◆ BRIEF
Your task is to transcribe the data in full.

◆ DATA SHOWN

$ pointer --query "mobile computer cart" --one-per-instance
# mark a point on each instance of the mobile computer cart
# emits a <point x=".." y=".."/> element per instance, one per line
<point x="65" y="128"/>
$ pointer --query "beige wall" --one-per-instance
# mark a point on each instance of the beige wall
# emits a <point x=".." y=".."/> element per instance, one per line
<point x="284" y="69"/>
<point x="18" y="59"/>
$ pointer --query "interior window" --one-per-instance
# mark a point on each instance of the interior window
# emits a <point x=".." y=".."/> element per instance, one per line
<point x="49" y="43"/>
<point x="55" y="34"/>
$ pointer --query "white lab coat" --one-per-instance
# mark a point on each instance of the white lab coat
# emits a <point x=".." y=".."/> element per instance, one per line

◆ RESULT OF THE TASK
$ pointer --query "mobile computer cart" --one-per-instance
# mark a point on each instance of the mobile computer cart
# emits a <point x=".." y=".."/> element per instance, one per line
<point x="65" y="128"/>
$ pointer --query "beige wall" --one-per-instance
# mark a point on each instance of the beige wall
# emits a <point x=".." y=".."/> element per instance, one per line
<point x="284" y="69"/>
<point x="18" y="59"/>
$ pointer --query "interior window" --one-per-instance
# mark a point on each instance of the interior window
# emits a <point x=".." y=".."/> element per instance, one per line
<point x="49" y="43"/>
<point x="55" y="34"/>
$ pointer --query "white lab coat" --one-per-instance
# mark a point on each instance of the white lab coat
# emits a <point x=".." y=".."/> element per instance, one per line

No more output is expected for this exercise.